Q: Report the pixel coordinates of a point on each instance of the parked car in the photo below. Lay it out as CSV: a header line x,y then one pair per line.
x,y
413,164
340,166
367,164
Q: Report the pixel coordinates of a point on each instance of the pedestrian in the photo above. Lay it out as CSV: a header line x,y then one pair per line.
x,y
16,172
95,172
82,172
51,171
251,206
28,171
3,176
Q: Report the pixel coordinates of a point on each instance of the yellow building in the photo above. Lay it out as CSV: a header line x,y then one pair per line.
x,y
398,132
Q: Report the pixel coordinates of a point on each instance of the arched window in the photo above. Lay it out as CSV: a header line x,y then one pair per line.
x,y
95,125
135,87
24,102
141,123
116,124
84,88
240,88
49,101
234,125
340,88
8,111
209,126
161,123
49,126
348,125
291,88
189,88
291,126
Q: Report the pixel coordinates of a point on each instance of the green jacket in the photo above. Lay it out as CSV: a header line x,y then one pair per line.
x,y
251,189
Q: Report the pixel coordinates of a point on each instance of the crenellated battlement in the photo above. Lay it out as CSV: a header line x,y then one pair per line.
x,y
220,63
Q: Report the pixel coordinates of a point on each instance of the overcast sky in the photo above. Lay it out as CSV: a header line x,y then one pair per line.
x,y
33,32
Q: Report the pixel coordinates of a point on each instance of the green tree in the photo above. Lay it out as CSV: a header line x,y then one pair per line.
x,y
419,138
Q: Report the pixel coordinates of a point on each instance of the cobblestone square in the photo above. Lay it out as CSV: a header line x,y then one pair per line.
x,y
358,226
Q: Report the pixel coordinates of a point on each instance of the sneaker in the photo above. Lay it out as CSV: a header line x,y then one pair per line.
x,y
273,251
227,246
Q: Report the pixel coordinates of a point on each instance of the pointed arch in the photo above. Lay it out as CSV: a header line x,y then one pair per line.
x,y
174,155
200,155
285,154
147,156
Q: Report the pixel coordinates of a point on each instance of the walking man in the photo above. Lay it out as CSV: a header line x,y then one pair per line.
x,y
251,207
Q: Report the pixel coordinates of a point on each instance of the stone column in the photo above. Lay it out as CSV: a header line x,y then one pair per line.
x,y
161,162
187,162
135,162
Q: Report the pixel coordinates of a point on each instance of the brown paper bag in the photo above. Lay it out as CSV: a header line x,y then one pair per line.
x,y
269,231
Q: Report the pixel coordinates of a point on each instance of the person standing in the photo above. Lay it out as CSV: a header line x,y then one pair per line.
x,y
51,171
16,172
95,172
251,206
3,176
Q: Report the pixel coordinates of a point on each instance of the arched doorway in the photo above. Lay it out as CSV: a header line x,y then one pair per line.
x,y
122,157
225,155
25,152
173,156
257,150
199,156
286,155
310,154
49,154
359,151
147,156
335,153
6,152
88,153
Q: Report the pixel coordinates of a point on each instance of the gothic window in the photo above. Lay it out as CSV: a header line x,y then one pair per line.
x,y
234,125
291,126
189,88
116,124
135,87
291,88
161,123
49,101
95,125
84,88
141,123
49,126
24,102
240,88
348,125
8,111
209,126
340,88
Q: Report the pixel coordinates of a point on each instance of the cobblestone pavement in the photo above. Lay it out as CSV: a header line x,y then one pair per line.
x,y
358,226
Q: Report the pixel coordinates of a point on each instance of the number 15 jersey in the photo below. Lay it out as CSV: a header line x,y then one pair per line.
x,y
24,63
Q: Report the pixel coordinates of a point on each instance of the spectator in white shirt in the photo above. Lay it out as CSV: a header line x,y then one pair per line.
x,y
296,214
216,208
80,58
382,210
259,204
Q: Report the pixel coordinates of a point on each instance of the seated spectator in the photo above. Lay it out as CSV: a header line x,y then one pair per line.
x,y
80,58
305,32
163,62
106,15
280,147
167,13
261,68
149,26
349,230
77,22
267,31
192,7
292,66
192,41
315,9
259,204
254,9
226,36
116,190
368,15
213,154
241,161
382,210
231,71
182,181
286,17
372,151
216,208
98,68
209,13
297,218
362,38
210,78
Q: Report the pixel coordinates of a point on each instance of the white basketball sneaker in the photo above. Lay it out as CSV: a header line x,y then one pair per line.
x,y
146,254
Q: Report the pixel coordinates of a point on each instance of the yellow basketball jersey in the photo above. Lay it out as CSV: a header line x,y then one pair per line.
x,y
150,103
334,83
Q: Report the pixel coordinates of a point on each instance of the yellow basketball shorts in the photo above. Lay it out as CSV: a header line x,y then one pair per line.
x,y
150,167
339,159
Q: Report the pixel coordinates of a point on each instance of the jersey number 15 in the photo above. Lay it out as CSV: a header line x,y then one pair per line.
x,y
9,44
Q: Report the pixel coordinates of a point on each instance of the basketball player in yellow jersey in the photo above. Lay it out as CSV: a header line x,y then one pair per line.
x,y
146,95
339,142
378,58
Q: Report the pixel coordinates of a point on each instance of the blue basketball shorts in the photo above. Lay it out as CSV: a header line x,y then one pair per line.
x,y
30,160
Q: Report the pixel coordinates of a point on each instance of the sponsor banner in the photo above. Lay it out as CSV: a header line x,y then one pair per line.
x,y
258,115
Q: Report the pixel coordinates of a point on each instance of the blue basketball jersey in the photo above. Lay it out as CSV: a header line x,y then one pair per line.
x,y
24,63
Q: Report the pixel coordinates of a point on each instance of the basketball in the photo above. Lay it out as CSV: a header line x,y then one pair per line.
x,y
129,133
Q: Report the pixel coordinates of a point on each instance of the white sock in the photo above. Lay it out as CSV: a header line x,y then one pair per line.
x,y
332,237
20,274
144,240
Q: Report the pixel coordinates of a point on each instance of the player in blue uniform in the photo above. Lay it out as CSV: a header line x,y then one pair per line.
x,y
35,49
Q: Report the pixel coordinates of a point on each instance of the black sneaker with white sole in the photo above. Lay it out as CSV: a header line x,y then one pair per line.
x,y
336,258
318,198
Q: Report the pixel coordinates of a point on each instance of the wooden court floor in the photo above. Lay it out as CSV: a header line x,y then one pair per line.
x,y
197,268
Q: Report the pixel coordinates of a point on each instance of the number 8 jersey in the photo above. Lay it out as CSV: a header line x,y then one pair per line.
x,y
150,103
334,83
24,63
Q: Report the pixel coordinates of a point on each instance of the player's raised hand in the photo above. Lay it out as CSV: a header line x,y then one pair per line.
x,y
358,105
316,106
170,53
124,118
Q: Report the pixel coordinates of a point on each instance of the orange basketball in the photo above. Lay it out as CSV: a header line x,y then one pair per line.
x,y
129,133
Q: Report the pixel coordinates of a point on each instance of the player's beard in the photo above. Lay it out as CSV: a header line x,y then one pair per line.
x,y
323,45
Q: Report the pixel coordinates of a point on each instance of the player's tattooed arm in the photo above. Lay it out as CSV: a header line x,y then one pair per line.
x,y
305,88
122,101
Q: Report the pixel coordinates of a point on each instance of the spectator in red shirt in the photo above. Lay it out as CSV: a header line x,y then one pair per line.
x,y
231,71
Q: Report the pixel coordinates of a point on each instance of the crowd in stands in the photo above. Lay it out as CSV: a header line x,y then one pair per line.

[TASK GOAL]:
Repeat the data exactly, with every line included.

[TASK RESULT]:
Q: Report the pixel coordinates of a point on each instance of the parked car in the photo below. Lay it out as CSV: a header line x,y then one pair per line.
x,y
413,164
340,166
367,164
Q: Report the pixel coordinates of a point on each instance of the pedestrian in the photo above. Lay it out as CSV: a header line x,y then one pair per line.
x,y
16,172
95,172
82,172
51,171
251,206
28,171
3,176
Q: Report the pixel coordinates of a point on each instance of the yellow building in the photo above. Lay it out as CSV: a header line x,y then one pair per line.
x,y
398,132
Q: Report the pixel coordinates of a point on each instance of the arched window in the photo above. Lay it out as CSV: a header line x,y then one pair per line.
x,y
95,125
135,87
24,102
141,123
116,124
84,88
240,88
49,101
234,125
340,88
8,111
209,126
161,123
49,126
348,125
291,88
189,88
291,126
Q: Report the pixel coordinates of a point on each instance of the green jacket in the photo above. Lay it out as CSV: a header line x,y then one pair per line.
x,y
251,189
Q: Report the pixel coordinates of a point on each instance of the crenellated battlement in the photo above. Lay it out as CSV: a header line x,y then one pair per line.
x,y
220,63
Q: Report the pixel coordinates of a point on each instance of the overcast sky in the photo above. Lay it out as CSV: a header line x,y then one pair per line.
x,y
33,32
Q: Report the pixel coordinates of a point on each instance of the green tree in the photo above. Lay it out as CSV: a header line x,y then one pair per line.
x,y
419,138
Q: Report the pixel coordinates of a point on each instance of the cobblestone square in the photo above. Lay it out as CSV: a header line x,y then one pair per line.
x,y
358,226
Q: Report the pixel coordinates of a point on each instance of the sneaker in the photo above. Lay it out as CSV: a header line x,y then one pair per line.
x,y
273,251
227,246
Q: Report the pixel coordinates of a point on each instance of the pointed arch in the photo above. Lay it out as CSV: a header line x,y then one pair per line.
x,y
174,155
200,155
285,154
147,156
Q: Report the pixel coordinates of a point on each instance of the walking man in the photo above. Lay it out as CSV: a header line x,y then one pair per line.
x,y
251,207
Q: Report the pixel coordinates of a point on each instance of the stone column in the photo above. Lay it out as CSV: a header line x,y then one pair per line.
x,y
161,162
187,162
135,162
Q: Report the pixel coordinates of a point on each instance of the brown paper bag in the photo above. Lay it out as CSV: a header line x,y then one pair per line.
x,y
269,231
Q: Report the pixel coordinates of a point on each instance of the person standing in the photo above. Lay it out as CSV: a header line x,y then one pair per line.
x,y
51,171
16,172
95,172
251,206
3,176
Q: Report the pixel coordinates of a point on each instance of the arched doorway in the photo above. Lay it out as CSV: a header line x,y then one pair per line.
x,y
122,157
225,155
25,152
173,156
257,150
199,156
286,155
310,154
49,154
359,151
147,156
335,153
6,152
88,153
Q: Report the pixel coordinates of a point on each instance of the gothic window in the photo above. Lay it out as CSV: a header line x,y then one pair per line.
x,y
234,125
291,126
189,88
116,124
135,87
291,88
161,123
49,101
95,125
84,88
141,123
49,126
24,102
240,88
348,125
8,111
209,126
340,88
Q: Report the pixel coordinates of a point on each instance of the cobblestone pavement in the photo above. Lay it out as CSV: a header line x,y then one pair per line.
x,y
358,226
Q: Report the pixel coordinates of a point on each instance of the number 15 jersey in the photo below. Lay it out as CSV: a header line x,y then one pair per line.
x,y
24,63
Q: Report the pixel coordinates of a point on each instance of the spectator in white shirt in the photo above. Lay it out as CSV: a header line x,y then one pair per line.
x,y
296,214
216,208
80,58
382,210
259,204
Q: Report the pixel coordinates of a point on each instance of the seated spectator in the photo above. Lay it out as CSV: a header line x,y then one pair per line.
x,y
80,58
305,32
163,62
106,15
280,147
167,13
261,68
149,26
349,230
77,22
267,31
192,7
292,66
192,41
315,9
259,204
254,9
226,36
116,190
368,15
213,154
241,161
382,210
231,71
182,181
286,17
372,151
216,208
98,68
209,13
297,218
362,38
210,78
Q: Report the pixel coordinates of a point on each instance of the white basketball sneaker in the photo above. Lay it out as CSV: a header line x,y then one pair per line.
x,y
146,254
Q: Report the pixel coordinates of a point on each instance of the yellow basketball jersey in the photo above. Lay it out as CSV: a header line x,y then one pair per line.
x,y
150,103
334,83
Q: Report the pixel coordinates of a point on each instance of the yellow basketball shorts in the photo above. Lay it out as CSV: a header line x,y then one pair per line.
x,y
150,167
339,159
Q: Report the pixel coordinates of a point on each instance of the jersey number 15 in the photo above. Lay it out as CSV: a header line x,y then one pair per line.
x,y
9,44
Q: Report the pixel coordinates of a point on each instance of the basketball player in yellow jersey in the photo above. Lay it out as CSV: a header line x,y then one pair per line.
x,y
146,95
339,142
378,58
Q: Report the pixel coordinates of a point on each instance of the blue basketball shorts in the photo above. Lay it out as CSV: a header line x,y then one pair per line.
x,y
30,160
Q: Report the pixel coordinates of a point on each instance of the sponsor banner in the photo above. Lay it out as CSV: a header line x,y then one pair per line.
x,y
258,115
Q: Report the pixel coordinates of a point on each instance of the blue basketball jersey in the photo above. Lay it out as CSV: a header line x,y then one pair per line.
x,y
24,63
Q: Report the pixel coordinates of a point on each instance of the basketball in the photo above. Lay it out as CSV: a header line x,y then one pair per line.
x,y
129,133
Q: Report the pixel coordinates of a point on each instance of the white sock in the photo above. Lay it out as CSV: a header line x,y then one pair per line.
x,y
332,237
20,274
144,240
Q: Report the pixel coordinates of a point on each instance of the player in blue uniform in the photo above. Lay it out as CSV: a header line x,y then one pair per line.
x,y
35,49
Q: Report the pixel coordinates of a point on each instance of the black sneaker with white sole in the photo above. Lay it out as CSV: a header line x,y then one pair per line.
x,y
336,258
318,198
Q: Report the pixel coordinates of a point on each instance of the wooden court floor in the photo above. Lay it out as CSV: a header line x,y then one pair per line.
x,y
197,268
Q: Report the pixel coordinates of a point on each instance of the number 8 jersey in the photo above. Lay it out as CSV: a header line x,y then one pair per line.
x,y
150,103
334,83
24,63
Q: Report the pixel coordinates of a point on each instance of the player's raised hand in the photo above. Lay it out as CSV: a header line x,y then one pair per line.
x,y
358,105
316,106
170,53
124,118
Q: Report the pixel coordinates of a point on each instance of the orange basketball in the photo above. Lay it out as CSV: a header line x,y then one pair per line.
x,y
129,133
Q: Report the pixel coordinates of a point on each instance of the player's beard in the photo above. Lay it out as CSV: a header line x,y then one pair per line.
x,y
323,45
Q: Report the pixel coordinates of a point on each instance of the player's tattooed arm in the photo above. Lay it out as CSV: a header line x,y then one pair per line.
x,y
305,88
122,101
Q: Report the pixel coordinates of a point on each instance of the spectator in red shirt in the photo above. Lay it out as CSV: a header line x,y then one pair per line.
x,y
231,71
Q: Report the pixel coordinates of a point on each instance of the crowd in stands in the photo above. Lay it out as CSV: a header line x,y then one pair per line.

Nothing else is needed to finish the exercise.